### Reading passage ###
Wednesday, 27 November 2013

Montymania

That the world has gone mad we need not doubt; each day's 'news' brings further proof of it. However, even I - hardened as I am to all this - was mildly stunned by Monday's news that tickets for the first Monty Python reunion show had sold out in 43.5 seconds. Yes, 43.5 seconds. Clearly there are millions of people out there who have been waiting for this moment - the chance to see five smug old men totter and mug their way through 40-year-old comedy routines that the audience already know by heart (and that don't even adapt well to the stage).
### Supplied entries ###
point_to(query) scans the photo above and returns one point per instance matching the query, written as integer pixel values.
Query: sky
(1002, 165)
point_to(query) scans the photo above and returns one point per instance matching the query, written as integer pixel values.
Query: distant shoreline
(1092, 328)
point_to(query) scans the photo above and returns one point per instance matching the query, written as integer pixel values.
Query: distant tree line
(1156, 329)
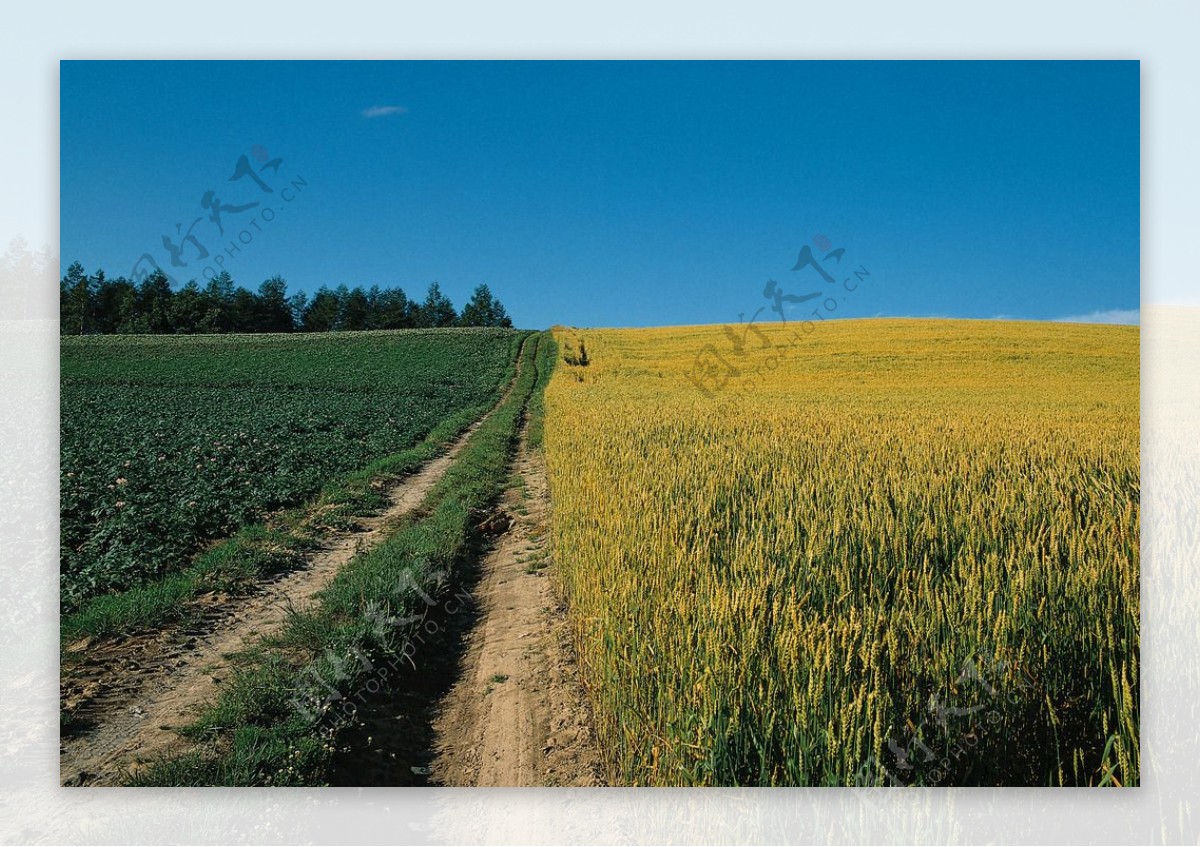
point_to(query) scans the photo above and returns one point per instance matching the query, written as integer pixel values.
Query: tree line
(91, 304)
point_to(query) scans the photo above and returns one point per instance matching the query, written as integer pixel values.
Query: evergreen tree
(75, 301)
(321, 314)
(187, 308)
(355, 311)
(437, 310)
(274, 310)
(154, 302)
(484, 310)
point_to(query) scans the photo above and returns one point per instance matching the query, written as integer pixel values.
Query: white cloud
(381, 110)
(1111, 316)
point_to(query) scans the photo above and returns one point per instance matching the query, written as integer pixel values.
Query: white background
(1165, 809)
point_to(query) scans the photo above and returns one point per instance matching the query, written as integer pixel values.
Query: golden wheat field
(879, 552)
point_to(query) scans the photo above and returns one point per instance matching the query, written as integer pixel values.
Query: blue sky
(622, 193)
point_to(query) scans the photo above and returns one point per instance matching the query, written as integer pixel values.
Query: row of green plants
(168, 444)
(285, 715)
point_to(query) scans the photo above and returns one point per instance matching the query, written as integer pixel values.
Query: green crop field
(171, 442)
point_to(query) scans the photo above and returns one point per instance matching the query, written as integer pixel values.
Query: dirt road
(136, 691)
(517, 714)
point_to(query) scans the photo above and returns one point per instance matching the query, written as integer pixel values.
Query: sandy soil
(517, 714)
(132, 692)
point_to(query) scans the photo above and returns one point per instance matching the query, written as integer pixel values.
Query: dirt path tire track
(517, 715)
(143, 689)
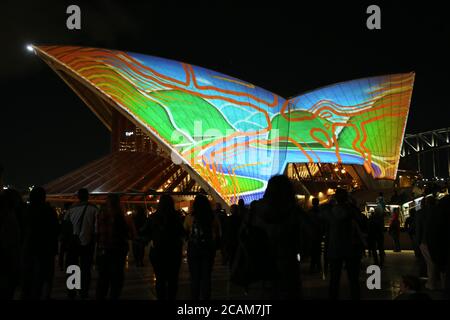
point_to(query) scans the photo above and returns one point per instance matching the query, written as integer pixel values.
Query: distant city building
(231, 135)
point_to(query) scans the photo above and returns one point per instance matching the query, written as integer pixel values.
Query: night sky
(47, 131)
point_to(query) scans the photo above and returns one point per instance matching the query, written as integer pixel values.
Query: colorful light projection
(235, 135)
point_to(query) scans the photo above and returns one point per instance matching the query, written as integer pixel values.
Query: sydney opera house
(179, 128)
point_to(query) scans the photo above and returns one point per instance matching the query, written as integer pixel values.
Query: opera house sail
(232, 136)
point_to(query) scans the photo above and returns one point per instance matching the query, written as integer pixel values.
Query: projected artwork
(235, 135)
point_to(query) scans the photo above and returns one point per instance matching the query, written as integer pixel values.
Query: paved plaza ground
(139, 282)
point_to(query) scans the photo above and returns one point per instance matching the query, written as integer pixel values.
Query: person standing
(394, 230)
(40, 247)
(113, 233)
(422, 227)
(10, 236)
(344, 246)
(202, 228)
(166, 236)
(80, 223)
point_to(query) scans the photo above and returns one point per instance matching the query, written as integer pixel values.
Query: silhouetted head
(37, 196)
(341, 195)
(315, 202)
(201, 209)
(113, 203)
(280, 192)
(13, 199)
(166, 204)
(395, 213)
(83, 195)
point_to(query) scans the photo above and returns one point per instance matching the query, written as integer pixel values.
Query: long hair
(165, 210)
(202, 211)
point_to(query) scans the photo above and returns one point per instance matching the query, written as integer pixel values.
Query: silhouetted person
(10, 236)
(65, 238)
(202, 228)
(223, 227)
(423, 230)
(280, 217)
(81, 244)
(234, 222)
(394, 230)
(40, 247)
(139, 220)
(376, 237)
(410, 226)
(344, 246)
(315, 222)
(113, 233)
(165, 233)
(381, 203)
(438, 240)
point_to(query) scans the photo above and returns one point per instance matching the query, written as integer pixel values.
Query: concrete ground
(139, 282)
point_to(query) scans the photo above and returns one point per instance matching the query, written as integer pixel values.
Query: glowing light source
(239, 112)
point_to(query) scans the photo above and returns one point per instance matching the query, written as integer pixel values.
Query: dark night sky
(46, 130)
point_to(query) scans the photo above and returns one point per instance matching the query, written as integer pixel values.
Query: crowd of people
(264, 243)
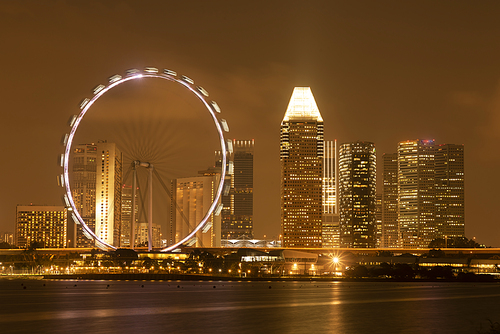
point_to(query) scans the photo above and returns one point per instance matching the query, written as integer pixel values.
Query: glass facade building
(301, 157)
(357, 195)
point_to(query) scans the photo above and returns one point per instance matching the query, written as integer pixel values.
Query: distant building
(416, 193)
(390, 226)
(96, 190)
(7, 237)
(330, 229)
(237, 212)
(301, 157)
(357, 189)
(108, 193)
(126, 216)
(83, 183)
(378, 220)
(141, 236)
(191, 200)
(450, 191)
(43, 224)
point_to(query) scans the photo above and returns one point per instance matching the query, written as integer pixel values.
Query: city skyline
(379, 74)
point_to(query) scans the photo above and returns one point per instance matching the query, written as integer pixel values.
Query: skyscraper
(430, 195)
(357, 194)
(46, 225)
(191, 199)
(237, 213)
(416, 193)
(108, 193)
(450, 190)
(83, 183)
(301, 156)
(330, 228)
(390, 226)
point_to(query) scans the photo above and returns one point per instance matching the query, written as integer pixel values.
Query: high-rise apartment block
(237, 212)
(301, 157)
(390, 226)
(83, 183)
(191, 200)
(43, 224)
(450, 191)
(357, 191)
(96, 189)
(330, 229)
(108, 193)
(416, 193)
(126, 216)
(430, 194)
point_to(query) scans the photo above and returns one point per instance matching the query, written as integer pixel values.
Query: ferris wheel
(214, 111)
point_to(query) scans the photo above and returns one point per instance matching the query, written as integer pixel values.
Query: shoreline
(186, 277)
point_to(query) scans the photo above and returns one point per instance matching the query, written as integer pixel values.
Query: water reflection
(246, 307)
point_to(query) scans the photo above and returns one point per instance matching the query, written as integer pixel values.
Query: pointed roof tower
(302, 106)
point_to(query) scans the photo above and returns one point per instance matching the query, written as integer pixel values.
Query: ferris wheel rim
(99, 91)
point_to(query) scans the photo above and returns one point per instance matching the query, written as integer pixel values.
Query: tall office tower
(108, 193)
(7, 237)
(83, 183)
(378, 220)
(357, 187)
(126, 216)
(416, 193)
(301, 156)
(450, 191)
(191, 199)
(141, 237)
(390, 226)
(237, 212)
(330, 229)
(42, 224)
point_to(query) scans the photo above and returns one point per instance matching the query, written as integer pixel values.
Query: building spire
(302, 106)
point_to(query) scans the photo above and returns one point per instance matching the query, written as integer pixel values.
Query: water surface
(38, 306)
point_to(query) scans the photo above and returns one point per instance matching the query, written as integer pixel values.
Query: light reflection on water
(246, 307)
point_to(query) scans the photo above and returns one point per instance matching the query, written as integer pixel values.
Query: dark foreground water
(29, 306)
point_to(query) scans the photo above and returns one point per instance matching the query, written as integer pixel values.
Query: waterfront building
(301, 157)
(43, 224)
(108, 193)
(390, 226)
(330, 229)
(83, 183)
(378, 220)
(191, 200)
(450, 191)
(141, 236)
(7, 237)
(357, 189)
(416, 193)
(237, 212)
(126, 216)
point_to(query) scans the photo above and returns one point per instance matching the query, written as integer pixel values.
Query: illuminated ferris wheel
(131, 75)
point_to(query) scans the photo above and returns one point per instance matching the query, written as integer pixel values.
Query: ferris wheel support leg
(150, 215)
(134, 190)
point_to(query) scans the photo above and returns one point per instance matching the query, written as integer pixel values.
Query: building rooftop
(302, 106)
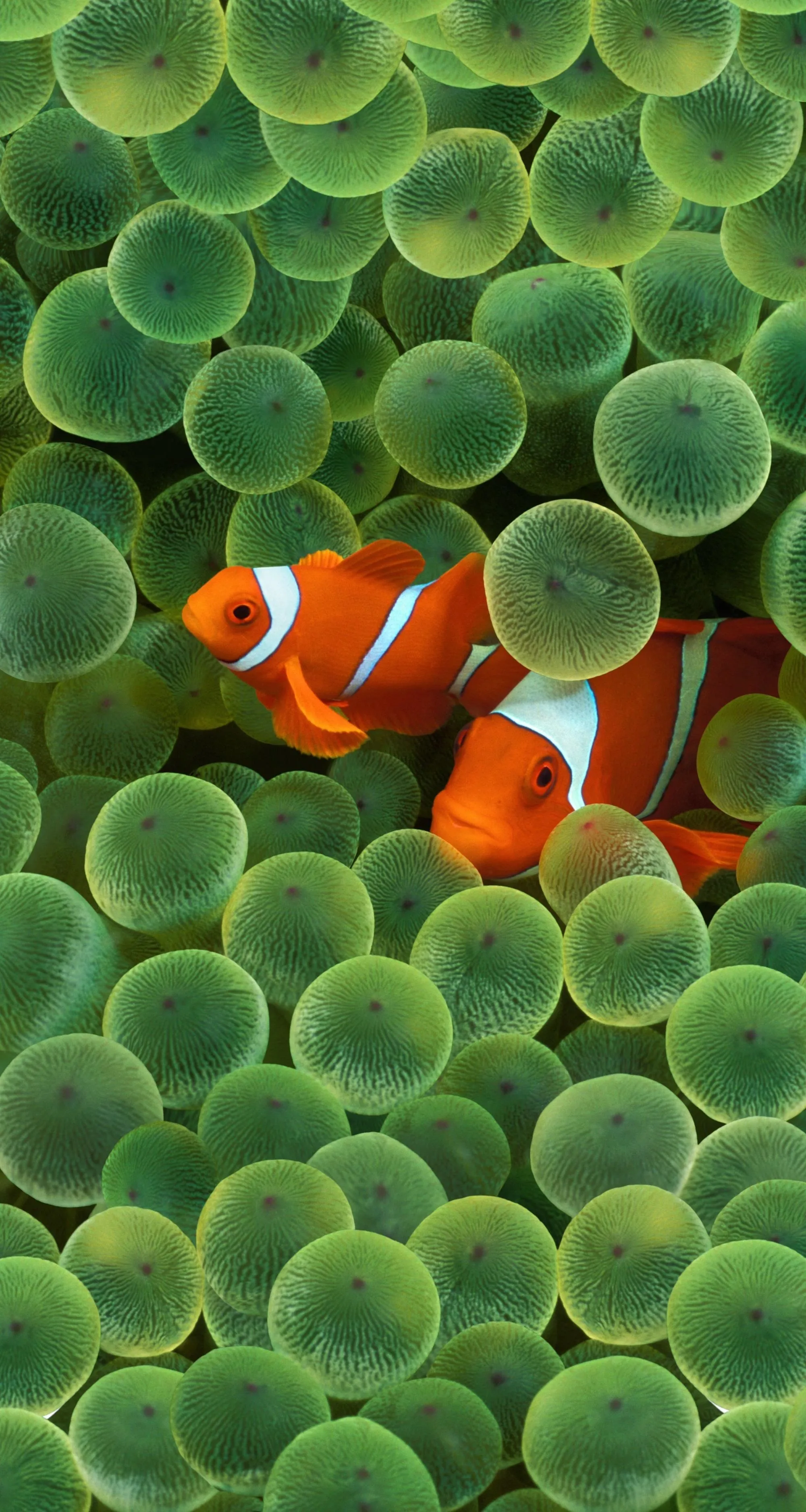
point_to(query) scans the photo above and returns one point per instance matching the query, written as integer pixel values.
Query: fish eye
(243, 613)
(543, 776)
(460, 740)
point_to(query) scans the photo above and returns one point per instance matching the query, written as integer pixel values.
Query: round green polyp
(462, 206)
(181, 274)
(683, 448)
(258, 419)
(94, 375)
(165, 852)
(309, 61)
(38, 1467)
(141, 66)
(64, 1104)
(595, 199)
(611, 1434)
(67, 595)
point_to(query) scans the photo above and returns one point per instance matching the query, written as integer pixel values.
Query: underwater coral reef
(403, 756)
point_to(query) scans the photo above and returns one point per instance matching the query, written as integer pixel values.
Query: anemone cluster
(332, 1177)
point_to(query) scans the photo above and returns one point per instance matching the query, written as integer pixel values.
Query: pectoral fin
(305, 722)
(698, 853)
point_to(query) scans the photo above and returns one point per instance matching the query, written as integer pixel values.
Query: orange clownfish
(628, 738)
(339, 646)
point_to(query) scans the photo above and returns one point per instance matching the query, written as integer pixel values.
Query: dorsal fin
(391, 563)
(323, 558)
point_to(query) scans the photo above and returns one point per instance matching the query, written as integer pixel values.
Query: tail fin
(698, 853)
(465, 583)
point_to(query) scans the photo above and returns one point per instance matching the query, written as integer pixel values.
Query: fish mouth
(486, 846)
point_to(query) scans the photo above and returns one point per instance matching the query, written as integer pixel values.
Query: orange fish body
(628, 738)
(341, 646)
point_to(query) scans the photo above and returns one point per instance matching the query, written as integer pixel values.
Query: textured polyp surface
(489, 1260)
(122, 1437)
(141, 66)
(451, 413)
(631, 949)
(69, 183)
(91, 373)
(258, 1219)
(619, 1260)
(311, 62)
(321, 1469)
(572, 590)
(38, 1467)
(49, 1334)
(450, 1428)
(165, 852)
(258, 419)
(506, 1364)
(237, 1410)
(735, 1324)
(743, 1463)
(64, 1104)
(611, 1434)
(179, 274)
(663, 49)
(593, 196)
(376, 1032)
(191, 1016)
(723, 144)
(462, 206)
(291, 918)
(69, 598)
(737, 1044)
(663, 453)
(611, 1131)
(359, 1312)
(144, 1277)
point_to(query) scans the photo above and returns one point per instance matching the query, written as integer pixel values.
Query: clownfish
(628, 738)
(341, 646)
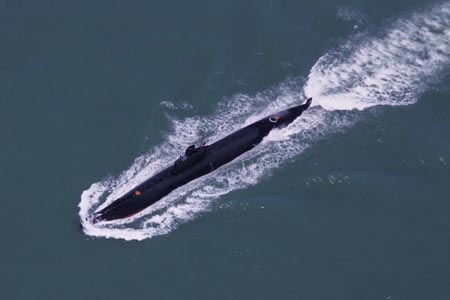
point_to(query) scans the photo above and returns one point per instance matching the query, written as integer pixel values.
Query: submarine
(194, 163)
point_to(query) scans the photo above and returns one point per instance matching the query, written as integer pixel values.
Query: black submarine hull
(205, 160)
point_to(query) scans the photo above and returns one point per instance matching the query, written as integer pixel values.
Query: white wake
(393, 69)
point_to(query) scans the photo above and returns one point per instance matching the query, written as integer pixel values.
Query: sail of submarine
(196, 162)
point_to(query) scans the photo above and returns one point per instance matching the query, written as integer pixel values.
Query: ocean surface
(351, 201)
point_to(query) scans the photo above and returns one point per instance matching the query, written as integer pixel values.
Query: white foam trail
(392, 70)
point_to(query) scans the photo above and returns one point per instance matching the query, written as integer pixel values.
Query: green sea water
(350, 202)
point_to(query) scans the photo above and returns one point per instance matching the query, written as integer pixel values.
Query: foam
(390, 70)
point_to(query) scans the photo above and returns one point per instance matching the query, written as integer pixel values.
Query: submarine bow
(194, 163)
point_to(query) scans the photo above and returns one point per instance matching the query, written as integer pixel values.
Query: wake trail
(393, 69)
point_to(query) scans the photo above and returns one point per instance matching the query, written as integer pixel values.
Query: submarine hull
(204, 161)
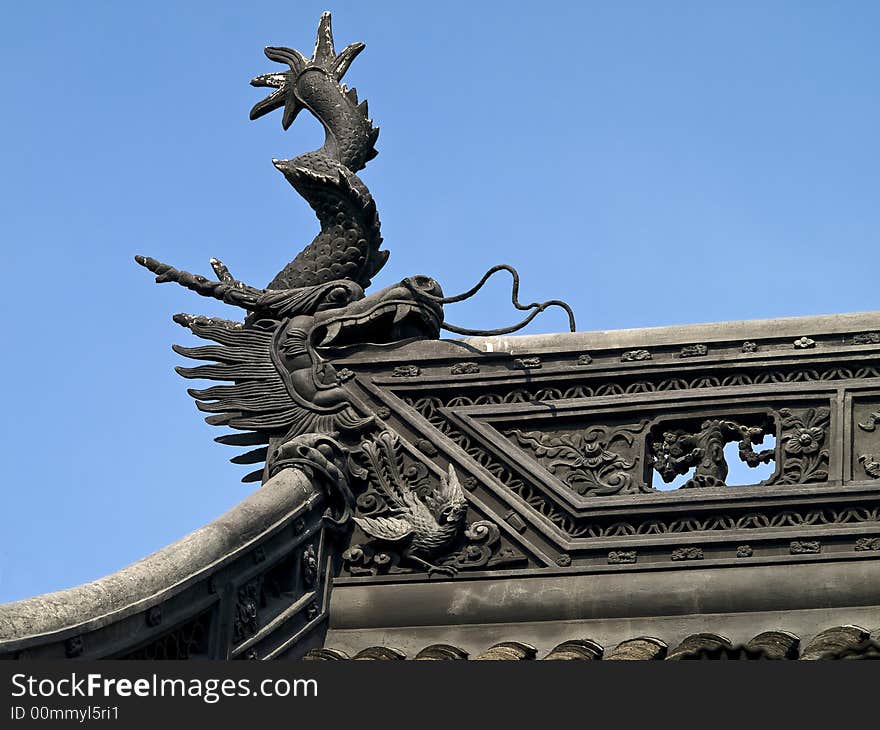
###
### Task instructions:
Resume the blog post about the Monty Python reunion show tickets, continuing after its final sentence.

### Written response:
  Let us recapitulate. Monty Python's Flying Circus was a TV comedy show that ran from 1969 to 1974 (by which time it was some way past its best). At the time it had us all in thrall - yes, myself included - because of its genuine and extraordinary formal innovations: television comedy had never
looked like this before, with sketches flowing into and out of each other (and through the 'fourth wall'), interspersed with surreally styled animations. It felt fresh and new - it was. But the trouble with originality is that it so soon becomes commonplace convention, especially in a fast-moving medium like TV. Nothing dates faster than le dernier cri, and Monty Python dated very fast. By the time the first repeats came around, I was already beginning to wonder quite what I'd seen in it - and now to watch it again makes for painful viewing. Yes, there were funny sketches, but the shows were very patchy indeed, the comedy was often laboured, and the prevailing tone - of cleverclogs undergraduate comedy, with nasty undertones of social snobbery and misogyny - seems pretty repellent now.
  It's notable that when John Cleese later moved on to make the traditionally structured sitcom Fawlty Towers - panned at the time as hopelessly old-fashioned - he and Connie Booth created a classic. Coming across episodes of that again, for the nth time, I always find it impossible not to laugh; it is perhaps the most expertly precision-crafted comedy that's ever made made for British television. By contrast, to watch Python again is to pay an embarrassing revisit to one's impressionable youth - unless of course you are one of the millions who, it seems, are firmly convinced that it remains what is seemed all those years ago: comedy genius.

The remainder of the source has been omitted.